## Document extract:
····················

There is, however, little question which side LIHKG serves. Instagram, Twitter, and Facebook accounts that appear linked to the site regularly post messages supportive of the protest movement. Users believe Hui to be one of their own. Hui “won’t snitch on us,” Nick said. Hui doesn’t appear to see it as his role to control the conversation. In 2016, he wrote a post explaining a decision to take down two threads having to do with doxing and one with suicide. Since then, LIHKG has been almost entirely self-governing, for better and occasionally for worse. Users have tried to play detective, assembling conspiracy theories regarding suicides and protester deaths. In another thread, users expressed morbid glee when 39 corpses found in a truck in Britain were falsely reported to be Chinese. Throughout it all, Hui has maintained his silence.

Beneath LIHKG’s forgettable aesthetics are some clever design choices. A button in the settings window allows users to turn the entire site into a fake Excel sheet to browse at work, similar to the “boss key” in old PC games, except the site can still be browsed and read within the spreadsheet’s individual cells. Other design elements create a high barrier to entry, which helps insulate the site from trolls.

····················

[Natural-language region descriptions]
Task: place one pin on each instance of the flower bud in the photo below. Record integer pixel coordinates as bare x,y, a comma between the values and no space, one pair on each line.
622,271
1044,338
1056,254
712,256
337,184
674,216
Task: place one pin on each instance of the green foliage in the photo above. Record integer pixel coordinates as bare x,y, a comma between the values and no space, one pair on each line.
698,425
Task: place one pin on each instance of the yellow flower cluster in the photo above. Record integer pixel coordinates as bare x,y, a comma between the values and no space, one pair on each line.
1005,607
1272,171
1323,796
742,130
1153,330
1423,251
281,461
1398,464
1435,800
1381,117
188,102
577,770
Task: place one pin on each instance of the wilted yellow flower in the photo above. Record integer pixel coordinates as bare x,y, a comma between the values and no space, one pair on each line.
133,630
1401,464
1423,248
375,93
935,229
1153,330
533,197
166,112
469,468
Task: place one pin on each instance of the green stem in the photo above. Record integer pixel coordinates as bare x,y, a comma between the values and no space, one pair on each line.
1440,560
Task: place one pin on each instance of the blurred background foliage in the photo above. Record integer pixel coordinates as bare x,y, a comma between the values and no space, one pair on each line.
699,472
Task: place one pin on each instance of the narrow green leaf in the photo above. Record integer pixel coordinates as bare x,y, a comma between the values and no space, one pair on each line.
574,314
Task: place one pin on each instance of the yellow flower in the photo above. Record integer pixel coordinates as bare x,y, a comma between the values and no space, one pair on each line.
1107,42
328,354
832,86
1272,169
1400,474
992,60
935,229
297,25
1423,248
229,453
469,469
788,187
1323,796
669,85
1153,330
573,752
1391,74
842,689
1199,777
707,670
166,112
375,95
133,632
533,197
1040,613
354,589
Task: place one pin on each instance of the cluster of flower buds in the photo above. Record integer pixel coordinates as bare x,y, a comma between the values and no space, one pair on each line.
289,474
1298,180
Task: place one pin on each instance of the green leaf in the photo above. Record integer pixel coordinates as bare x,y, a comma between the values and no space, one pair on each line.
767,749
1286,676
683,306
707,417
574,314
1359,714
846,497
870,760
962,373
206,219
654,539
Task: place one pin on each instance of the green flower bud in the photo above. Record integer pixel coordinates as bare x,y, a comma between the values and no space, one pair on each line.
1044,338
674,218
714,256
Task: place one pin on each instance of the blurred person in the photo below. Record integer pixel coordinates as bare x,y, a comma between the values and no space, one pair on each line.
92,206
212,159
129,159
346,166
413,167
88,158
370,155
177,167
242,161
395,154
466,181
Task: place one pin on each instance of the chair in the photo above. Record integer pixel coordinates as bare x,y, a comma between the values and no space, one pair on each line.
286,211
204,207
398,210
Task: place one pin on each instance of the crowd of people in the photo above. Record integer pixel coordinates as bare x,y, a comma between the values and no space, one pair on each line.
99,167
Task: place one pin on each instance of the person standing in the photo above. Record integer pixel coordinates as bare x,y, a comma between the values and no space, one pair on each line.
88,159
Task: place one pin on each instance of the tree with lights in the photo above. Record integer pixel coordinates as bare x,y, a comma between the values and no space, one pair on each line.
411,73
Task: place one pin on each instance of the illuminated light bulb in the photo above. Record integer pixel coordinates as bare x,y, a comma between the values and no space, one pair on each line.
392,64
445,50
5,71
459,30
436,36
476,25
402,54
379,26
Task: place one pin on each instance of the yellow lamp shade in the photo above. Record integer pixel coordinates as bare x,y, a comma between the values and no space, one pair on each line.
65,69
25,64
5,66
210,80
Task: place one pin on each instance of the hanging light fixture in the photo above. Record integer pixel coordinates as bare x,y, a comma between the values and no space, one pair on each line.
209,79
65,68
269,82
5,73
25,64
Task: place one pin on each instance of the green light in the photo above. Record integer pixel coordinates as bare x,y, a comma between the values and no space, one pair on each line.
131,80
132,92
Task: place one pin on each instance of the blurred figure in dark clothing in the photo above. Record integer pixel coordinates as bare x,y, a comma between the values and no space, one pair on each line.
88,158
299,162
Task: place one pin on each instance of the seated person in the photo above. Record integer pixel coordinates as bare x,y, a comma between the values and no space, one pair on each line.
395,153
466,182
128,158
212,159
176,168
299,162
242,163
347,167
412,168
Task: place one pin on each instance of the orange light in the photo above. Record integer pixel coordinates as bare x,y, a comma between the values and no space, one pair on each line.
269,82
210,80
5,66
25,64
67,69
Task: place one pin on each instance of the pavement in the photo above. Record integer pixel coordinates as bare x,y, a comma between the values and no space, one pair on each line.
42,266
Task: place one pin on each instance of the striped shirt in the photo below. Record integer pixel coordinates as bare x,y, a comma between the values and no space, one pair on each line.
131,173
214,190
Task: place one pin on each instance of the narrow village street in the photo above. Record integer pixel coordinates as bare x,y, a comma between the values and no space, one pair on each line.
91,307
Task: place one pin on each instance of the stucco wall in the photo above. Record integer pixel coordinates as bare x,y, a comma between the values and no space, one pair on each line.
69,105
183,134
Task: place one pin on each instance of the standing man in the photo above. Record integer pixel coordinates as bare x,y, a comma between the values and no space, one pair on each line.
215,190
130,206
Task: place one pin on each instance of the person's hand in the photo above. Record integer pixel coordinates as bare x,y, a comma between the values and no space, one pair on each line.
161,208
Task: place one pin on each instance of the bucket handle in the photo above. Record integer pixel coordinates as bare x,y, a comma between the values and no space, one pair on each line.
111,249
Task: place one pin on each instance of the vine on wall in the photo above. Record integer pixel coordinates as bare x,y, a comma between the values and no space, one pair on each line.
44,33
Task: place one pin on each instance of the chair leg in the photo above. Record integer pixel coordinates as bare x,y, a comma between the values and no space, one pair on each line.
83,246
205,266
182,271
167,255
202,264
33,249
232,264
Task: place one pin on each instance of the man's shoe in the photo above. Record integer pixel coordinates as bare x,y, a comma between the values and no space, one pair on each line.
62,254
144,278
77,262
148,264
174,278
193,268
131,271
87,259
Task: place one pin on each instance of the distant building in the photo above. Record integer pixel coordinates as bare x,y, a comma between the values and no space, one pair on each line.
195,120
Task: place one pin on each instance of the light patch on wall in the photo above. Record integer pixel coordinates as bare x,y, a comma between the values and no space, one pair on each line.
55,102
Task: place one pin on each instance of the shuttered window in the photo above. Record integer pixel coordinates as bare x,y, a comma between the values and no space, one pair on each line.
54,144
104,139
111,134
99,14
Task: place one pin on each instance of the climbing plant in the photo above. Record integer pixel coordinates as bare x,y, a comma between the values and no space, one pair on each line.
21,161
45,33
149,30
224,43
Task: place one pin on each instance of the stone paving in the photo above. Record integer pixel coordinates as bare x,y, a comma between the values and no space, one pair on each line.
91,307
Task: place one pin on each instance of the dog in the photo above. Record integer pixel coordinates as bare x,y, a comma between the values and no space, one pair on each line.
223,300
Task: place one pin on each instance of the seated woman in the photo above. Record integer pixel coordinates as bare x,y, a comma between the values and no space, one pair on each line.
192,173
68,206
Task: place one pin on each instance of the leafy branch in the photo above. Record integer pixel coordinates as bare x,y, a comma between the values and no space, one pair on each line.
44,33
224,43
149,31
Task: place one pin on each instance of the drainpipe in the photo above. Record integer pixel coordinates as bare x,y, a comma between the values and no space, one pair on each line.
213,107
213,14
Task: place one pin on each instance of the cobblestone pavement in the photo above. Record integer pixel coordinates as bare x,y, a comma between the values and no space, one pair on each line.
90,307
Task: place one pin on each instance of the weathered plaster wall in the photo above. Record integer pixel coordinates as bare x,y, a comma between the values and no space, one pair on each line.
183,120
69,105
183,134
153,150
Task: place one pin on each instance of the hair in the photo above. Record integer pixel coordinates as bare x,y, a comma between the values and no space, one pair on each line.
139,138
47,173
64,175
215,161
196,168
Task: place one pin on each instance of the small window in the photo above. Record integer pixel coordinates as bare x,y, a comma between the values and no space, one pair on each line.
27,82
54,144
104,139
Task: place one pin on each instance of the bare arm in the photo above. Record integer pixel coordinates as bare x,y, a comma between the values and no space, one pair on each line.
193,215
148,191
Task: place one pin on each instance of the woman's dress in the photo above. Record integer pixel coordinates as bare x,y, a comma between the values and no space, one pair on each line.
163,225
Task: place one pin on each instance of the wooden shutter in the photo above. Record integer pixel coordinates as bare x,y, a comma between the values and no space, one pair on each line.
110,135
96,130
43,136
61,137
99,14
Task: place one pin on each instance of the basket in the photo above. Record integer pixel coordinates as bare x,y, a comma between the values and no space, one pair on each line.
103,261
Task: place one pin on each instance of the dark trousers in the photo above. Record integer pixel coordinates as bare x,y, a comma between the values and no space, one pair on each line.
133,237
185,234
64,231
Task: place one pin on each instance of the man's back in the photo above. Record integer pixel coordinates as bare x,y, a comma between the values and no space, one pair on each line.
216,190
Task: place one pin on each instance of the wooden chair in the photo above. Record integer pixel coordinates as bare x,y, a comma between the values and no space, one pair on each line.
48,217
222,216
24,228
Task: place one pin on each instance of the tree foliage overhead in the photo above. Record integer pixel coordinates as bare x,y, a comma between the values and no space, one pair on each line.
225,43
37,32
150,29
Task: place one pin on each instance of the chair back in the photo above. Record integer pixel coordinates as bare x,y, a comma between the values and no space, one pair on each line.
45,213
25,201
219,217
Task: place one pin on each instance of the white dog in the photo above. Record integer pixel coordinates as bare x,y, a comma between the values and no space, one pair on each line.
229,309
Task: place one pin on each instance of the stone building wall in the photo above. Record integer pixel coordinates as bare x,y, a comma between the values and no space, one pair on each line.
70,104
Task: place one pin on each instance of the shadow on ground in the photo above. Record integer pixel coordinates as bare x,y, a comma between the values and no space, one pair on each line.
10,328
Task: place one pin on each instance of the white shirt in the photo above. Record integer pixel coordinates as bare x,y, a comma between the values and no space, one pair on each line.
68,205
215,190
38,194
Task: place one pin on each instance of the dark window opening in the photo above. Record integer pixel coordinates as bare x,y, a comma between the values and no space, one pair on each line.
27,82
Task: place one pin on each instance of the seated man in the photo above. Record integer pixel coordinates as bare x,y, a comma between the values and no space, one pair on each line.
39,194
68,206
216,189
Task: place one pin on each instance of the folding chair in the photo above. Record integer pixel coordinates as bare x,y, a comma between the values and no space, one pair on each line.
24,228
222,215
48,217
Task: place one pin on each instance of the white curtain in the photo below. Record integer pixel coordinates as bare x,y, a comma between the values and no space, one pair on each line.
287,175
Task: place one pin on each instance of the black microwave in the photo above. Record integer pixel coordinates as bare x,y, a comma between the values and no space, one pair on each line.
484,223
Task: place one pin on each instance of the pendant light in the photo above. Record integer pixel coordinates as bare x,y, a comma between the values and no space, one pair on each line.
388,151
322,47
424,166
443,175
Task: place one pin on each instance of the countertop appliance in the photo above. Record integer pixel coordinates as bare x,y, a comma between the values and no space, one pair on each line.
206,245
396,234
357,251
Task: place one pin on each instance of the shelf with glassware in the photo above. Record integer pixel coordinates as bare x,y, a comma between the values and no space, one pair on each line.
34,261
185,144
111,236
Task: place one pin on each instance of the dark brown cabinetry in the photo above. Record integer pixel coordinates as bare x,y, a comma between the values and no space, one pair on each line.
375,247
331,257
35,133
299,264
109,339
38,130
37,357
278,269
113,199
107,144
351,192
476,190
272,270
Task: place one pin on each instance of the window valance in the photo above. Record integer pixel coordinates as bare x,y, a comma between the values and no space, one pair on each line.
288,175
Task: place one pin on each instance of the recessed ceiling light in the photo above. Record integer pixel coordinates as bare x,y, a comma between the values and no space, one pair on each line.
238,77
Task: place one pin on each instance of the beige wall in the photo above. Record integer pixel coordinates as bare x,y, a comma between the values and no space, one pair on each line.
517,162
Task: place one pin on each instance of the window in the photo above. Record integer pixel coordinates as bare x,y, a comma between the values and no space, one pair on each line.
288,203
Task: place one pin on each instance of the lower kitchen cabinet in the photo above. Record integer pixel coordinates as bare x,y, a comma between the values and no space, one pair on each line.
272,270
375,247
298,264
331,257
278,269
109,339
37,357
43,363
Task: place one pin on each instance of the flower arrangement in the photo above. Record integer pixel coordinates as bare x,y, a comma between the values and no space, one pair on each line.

····················

## What the exercise asks:
Transcribe the entire LIHKG excerpt above word for word, keeping its paragraph break.

## Answer space:
There is, however, little question which side LIHKG serves. Instagram, Twitter, and Facebook accounts that appear linked to the site regularly post messages supportive of the protest movement. Users believe Hui to be one of their own. Hui “won’t snitch on us,” Nick said. Hui doesn’t appear to see it as his role to control the conversation. In 2016, he wrote a post explaining a decision to take down two threads having to do with doxing and one with suicide. Since then, LIHKG has been almost entirely self-governing, for better and occasionally for worse. Users have tried to play detective, assembling conspiracy theories regarding suicides and protester deaths. In another thread, users expressed morbid glee when 39 corpses found in a truck in Britain were falsely reported to be Chinese. Throughout it all, Hui has maintained his silence.

Beneath LIHKG’s forgettable aesthetics are some clever design choices. A button in the settings window allows users to turn the entire site into a fake Excel sheet to browse at work, similar to the “boss key” in old PC games, except the site can still be browsed and read within the spreadsheet’s individual cells. Other design elements create a high barrier to entry, which helps insulate the site from trolls.